▶ [LISTED ENTRIES]:
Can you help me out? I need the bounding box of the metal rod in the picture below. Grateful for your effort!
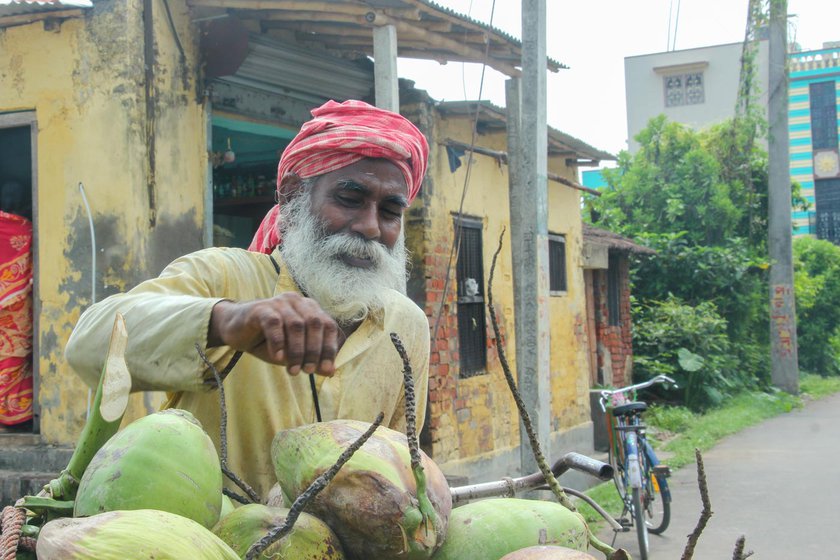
[449,452,613,504]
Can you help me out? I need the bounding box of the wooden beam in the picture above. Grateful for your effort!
[441,138,601,196]
[192,0,362,14]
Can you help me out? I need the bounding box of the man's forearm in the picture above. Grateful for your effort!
[65,293,225,391]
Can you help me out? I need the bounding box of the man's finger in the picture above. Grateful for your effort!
[259,306,293,364]
[318,321,339,377]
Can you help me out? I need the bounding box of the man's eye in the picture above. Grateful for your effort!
[336,195,361,206]
[382,208,403,218]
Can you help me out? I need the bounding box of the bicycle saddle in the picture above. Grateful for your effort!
[612,402,647,416]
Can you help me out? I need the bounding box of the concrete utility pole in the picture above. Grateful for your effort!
[373,25,400,113]
[767,0,799,394]
[507,0,551,473]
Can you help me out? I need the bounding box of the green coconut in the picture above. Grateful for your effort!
[213,504,345,560]
[432,498,589,560]
[36,509,239,560]
[73,409,222,528]
[501,546,595,560]
[271,420,452,560]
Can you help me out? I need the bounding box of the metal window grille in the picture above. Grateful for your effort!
[808,80,837,150]
[662,72,706,107]
[548,234,567,294]
[455,217,487,377]
[607,255,621,327]
[811,179,840,245]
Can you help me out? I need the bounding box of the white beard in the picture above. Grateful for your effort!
[279,191,407,326]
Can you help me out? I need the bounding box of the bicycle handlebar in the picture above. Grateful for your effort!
[598,375,678,412]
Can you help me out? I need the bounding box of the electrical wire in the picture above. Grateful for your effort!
[79,181,96,419]
[431,0,496,343]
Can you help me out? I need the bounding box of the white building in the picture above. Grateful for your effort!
[624,41,768,153]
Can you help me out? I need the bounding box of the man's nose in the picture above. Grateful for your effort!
[351,204,382,241]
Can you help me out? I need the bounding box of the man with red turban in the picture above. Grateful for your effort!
[66,101,429,497]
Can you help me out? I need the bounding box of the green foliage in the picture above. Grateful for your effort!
[589,111,776,404]
[793,237,840,375]
[633,295,755,410]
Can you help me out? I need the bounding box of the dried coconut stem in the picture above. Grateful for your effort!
[682,448,713,560]
[195,342,261,504]
[487,228,577,511]
[391,333,422,469]
[245,412,385,560]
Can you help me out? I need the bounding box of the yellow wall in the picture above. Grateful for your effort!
[416,108,589,472]
[0,0,206,444]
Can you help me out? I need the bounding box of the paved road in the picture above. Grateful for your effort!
[600,394,840,560]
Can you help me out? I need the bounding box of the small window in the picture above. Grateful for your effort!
[455,216,487,377]
[607,255,621,327]
[663,72,706,107]
[808,80,837,150]
[548,233,566,295]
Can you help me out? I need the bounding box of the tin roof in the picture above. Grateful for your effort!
[0,0,93,17]
[438,101,615,161]
[583,222,656,255]
[187,0,566,76]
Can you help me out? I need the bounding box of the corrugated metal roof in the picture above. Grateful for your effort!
[437,101,615,161]
[0,0,93,17]
[583,222,656,255]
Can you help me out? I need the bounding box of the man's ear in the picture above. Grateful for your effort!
[277,173,301,205]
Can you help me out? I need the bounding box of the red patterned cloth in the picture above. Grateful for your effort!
[248,100,429,253]
[0,211,32,426]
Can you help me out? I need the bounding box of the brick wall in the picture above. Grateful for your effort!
[592,253,633,387]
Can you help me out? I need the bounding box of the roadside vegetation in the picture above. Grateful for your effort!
[578,374,840,523]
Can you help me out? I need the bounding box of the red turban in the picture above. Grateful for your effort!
[243,100,429,253]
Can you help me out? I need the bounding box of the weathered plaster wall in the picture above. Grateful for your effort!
[0,0,206,443]
[409,108,589,480]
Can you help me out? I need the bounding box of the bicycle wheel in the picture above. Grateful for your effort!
[633,488,649,560]
[643,472,671,535]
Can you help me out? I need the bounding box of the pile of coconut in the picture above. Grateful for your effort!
[0,318,616,560]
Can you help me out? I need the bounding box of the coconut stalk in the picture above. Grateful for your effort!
[682,448,713,560]
[487,228,629,559]
[245,412,385,560]
[195,342,261,504]
[391,333,437,534]
[16,313,131,518]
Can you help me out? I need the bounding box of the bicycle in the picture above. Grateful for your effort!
[600,375,677,560]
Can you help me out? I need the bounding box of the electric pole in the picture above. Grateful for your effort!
[767,0,799,394]
[507,0,551,474]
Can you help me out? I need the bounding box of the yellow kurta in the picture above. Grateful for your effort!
[65,248,429,498]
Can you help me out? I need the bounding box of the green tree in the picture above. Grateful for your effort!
[589,115,769,408]
[793,237,840,375]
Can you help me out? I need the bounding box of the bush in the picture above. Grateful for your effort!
[633,295,756,410]
[793,237,840,375]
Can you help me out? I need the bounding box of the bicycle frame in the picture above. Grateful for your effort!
[600,375,676,560]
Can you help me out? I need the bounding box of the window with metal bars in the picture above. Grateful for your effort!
[455,216,487,377]
[808,80,837,150]
[607,255,621,327]
[812,179,840,245]
[548,233,566,296]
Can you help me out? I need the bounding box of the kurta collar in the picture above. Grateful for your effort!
[271,247,385,369]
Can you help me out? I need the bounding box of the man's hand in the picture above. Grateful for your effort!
[207,292,341,376]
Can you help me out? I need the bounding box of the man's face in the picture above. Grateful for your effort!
[304,159,408,255]
[280,159,408,324]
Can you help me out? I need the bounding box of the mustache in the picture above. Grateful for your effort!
[319,233,393,265]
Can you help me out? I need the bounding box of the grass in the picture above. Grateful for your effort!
[579,374,840,524]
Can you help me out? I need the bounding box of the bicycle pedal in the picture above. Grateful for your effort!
[651,465,671,478]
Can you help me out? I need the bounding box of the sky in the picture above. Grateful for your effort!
[398,0,840,159]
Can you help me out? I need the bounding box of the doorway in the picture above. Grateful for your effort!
[0,111,40,434]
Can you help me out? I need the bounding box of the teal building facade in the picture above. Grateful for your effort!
[788,43,840,238]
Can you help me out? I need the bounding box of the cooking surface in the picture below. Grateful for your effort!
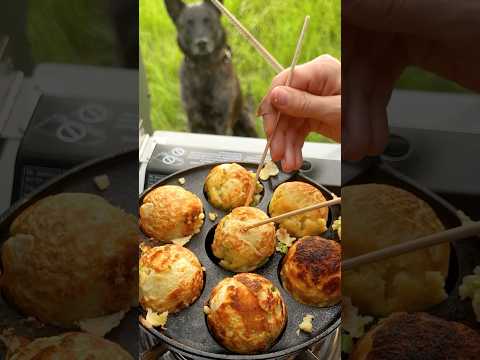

▶ [EXERCISE PROMPT]: Arrange every line of the listing above as a JSON list of strings, one string per line, with blank lines and the pictures left out.

▶ [THE REPLY]:
[
  "Can you help me out? I need the bounding box of the metal rod in the picture below. Grateful for your effort!",
  "[449,452,613,504]",
  "Can you help me out? I need the bounding box of the wooden beam in the picture above. Grateful for your effort!",
  "[441,138,601,196]",
  "[192,0,362,14]",
  "Can you help me out? I need the bounding box of the man's forearm in the picture above. Grateful for your effort!",
  "[65,293,225,391]",
  "Can you help me out? I need the bounding box of the man's finger in the picture above. Grateful for your effort!",
  "[259,306,293,364]",
  "[318,321,339,377]",
  "Can you help me out? I need the bounding box of the man's eye in the picture above. Grateful for your effort!",
  "[336,195,361,206]",
  "[382,208,403,218]",
  "Can you help me out? I need the bounding box of the bicycle saddle in the picture above. Grateful for your effort!",
  "[612,402,647,416]",
  "Can you help me out? I need the bounding box of the concrete utility pole in the picture above. Grateful for your effort!",
  "[373,25,400,113]",
  "[767,0,799,394]",
  "[507,0,551,473]",
  "Can you help me out? I need the bounding box of the green coconut in the picture above. Grateful for your effort!",
  "[213,504,345,560]",
  "[432,498,589,560]",
  "[36,509,239,560]",
  "[73,409,222,528]",
  "[501,546,595,560]",
  "[271,420,452,560]",
  "Can you help me out? I need the bounding box of the metal window grille in the picture above. Grateful for your effort!",
  "[808,80,837,150]",
  "[662,72,706,107]",
  "[548,234,567,294]",
  "[455,217,487,377]",
  "[607,255,621,327]",
  "[811,179,840,245]",
  "Can you help me out? I need the bounding box of the white beard in the picture above. Grateful for your effort!",
  "[279,191,407,326]",
  "Can you help me out? I need the bounding box of the bicycle handlebar in the picture above. Grateful for your effort!",
  "[598,375,678,412]",
  "Can you help me out? I need the bounding box of the electrical wire in the picture above. Grateful for your effort!",
  "[79,181,96,419]",
  "[431,0,496,343]",
  "Can you help me out? I need the bounding box of the white building in the picture above. Grateful for your effort!",
  "[624,41,768,153]",
  "Can you help me out? I need the bounding box of the man's nose in the picture above. Grateful for your effort!",
  "[351,204,382,241]",
  "Can you help me out? I need the bounding box of the man with red turban in the picture above. Grateful for your effort!",
  "[66,101,429,497]",
  "Can you help me out? I need the bounding box of the green foliage in the picture above. Grateful for your effort!",
  "[589,111,776,404]",
  "[793,237,840,375]",
  "[633,295,755,410]",
  "Can you help me out? I need the bounding box of the dried coconut stem in the picture above. Grateful for your effort!",
  "[682,448,713,560]",
  "[195,342,261,504]",
  "[487,228,577,511]",
  "[391,333,422,469]",
  "[245,412,385,560]",
  "Can you help me out? I need the bounding box of the yellow wall in the picture above. Grateful for your effort!",
  "[416,108,589,472]",
  "[0,0,206,444]",
  "Can you help me out? I need the bounding box of the paved road in the picture above. Grateful for your effort!",
  "[600,394,840,560]",
  "Can you help me out? I need the bounding box of the small window in the picture above. Grateful for your effort!",
  "[455,216,487,377]",
  "[607,255,621,327]",
  "[663,72,706,107]",
  "[808,80,837,150]",
  "[548,233,566,295]",
  "Can you help me out? I need the bounding box of the tin roof in the picture above. Grateful for your effort!",
  "[0,0,93,17]",
  "[438,101,615,161]",
  "[583,222,656,255]",
  "[187,0,566,76]",
  "Can you help me out? I need the bounding box of the corrugated metal roof in the picture above. Grateful for your effort!",
  "[437,101,615,161]",
  "[0,0,93,17]",
  "[583,222,656,255]",
  "Can you help me out? I need the bounding box of the man's ear in the picture above. Grateful for your effort!",
  "[277,173,301,205]",
  "Can you help me out? I need the bounding box of the red patterned cloth in the picture above. Grateful for your effort!",
  "[248,100,429,253]",
  "[0,211,32,426]",
  "Can you help me out? I need the bounding box of the brick wall in the picture above. Grateful for your effort!",
  "[592,253,633,387]",
  "Can you help me out? I need the bounding box of the roadside vegetation in the picture above. Grateful for your effort!",
  "[578,374,840,523]",
  "Can you help me out? I need the bounding box of the red turban in the picture above. Grateful for your effort!",
  "[243,100,429,253]",
  "Can you help me out? I need the bounding box of the weathered plaster wall in the picture above. Grateful for your effort!",
  "[0,0,206,443]",
  "[409,108,589,480]",
  "Can you help me out? I need the bounding box of the bicycle wheel in the picture above. Grateful for your effort!",
  "[633,488,649,560]",
  "[643,472,671,535]",
  "Can you help me out? I need the bounding box of the pile of coconut in the picture above. Grateful for your effort!",
  "[0,318,616,560]",
  "Can you help me out? I need the bounding box of the coconut stalk in the picture above. Grateful for your effort!",
  "[682,448,713,560]",
  "[487,228,629,559]",
  "[245,412,385,560]",
  "[195,342,261,504]",
  "[391,333,437,534]",
  "[16,313,131,518]",
  "Can you help me out? I need the bounding box of the bicycle in the picture above. Grateful for your effort!",
  "[600,375,677,560]",
  "Can you help me out? I need the bounding box of the electric pole in the picture above. Grateful for your effort!",
  "[767,0,799,394]",
  "[507,0,551,474]",
  "Can you help me out? I need the bounding box of the yellow kurta in the picture above. Grateful for your effort!",
  "[65,248,429,498]",
  "Can you help me out? I need the bounding box of the green tree in the picture above. Grateful for your effort!",
  "[589,115,769,408]",
  "[793,237,840,375]",
  "Can you help me out? I need the bounding box of the bush in the picture above. Grateful for your effort!",
  "[633,295,756,410]",
  "[793,237,840,375]",
  "Can you help me out? I need the bounding box of the bicycle frame in the picture above. Grateful for your effort!",
  "[600,375,676,560]",
  "Can you help me out? I need the bounding box of the window with metal bars in the picture above. Grateful for your effort!",
  "[455,216,487,377]",
  "[808,80,837,150]",
  "[607,255,621,327]",
  "[812,179,840,245]",
  "[548,233,566,296]",
  "Can you help me out? I need the bounding box of the kurta collar in the picture above. Grateful for your effort!",
  "[271,247,385,369]",
  "Can you help me out? I need the bounding box of the man's hand in the picture above. Grateful for your effort!",
  "[207,292,341,376]",
  "Can you help me out? I need the bounding box of the man's face in the picture above. Grateful for your effort!",
  "[304,159,408,255]",
  "[280,159,408,324]",
  "Can you help me out? I need the bounding box of the mustache in the picture above. Grateful for your effort!",
  "[319,233,393,265]",
  "Can you help me out? I need the bounding box of the grass in the picture above. Grateful for your effort!",
  "[579,374,840,524]",
  "Can you help me out? I need the bounding box of the bicycle pedal in the picture above. Grateful for your effort!",
  "[651,465,671,478]",
  "Can you help me out? I need the bounding box of the sky in the picture above. Grateful for your effort!",
  "[398,0,840,159]",
  "Can you help me out? I need the bounding box of the doorway in the picture above. Grateful for your effort!",
  "[0,111,40,434]",
  "Can you help me out? I need the bounding box of the teal building facade in the picture above. Grateful for your effort!",
  "[788,43,840,238]",
  "Can you help me out? I need the bounding box of the cooking surface in the picture below. Grateful for your effort!"
]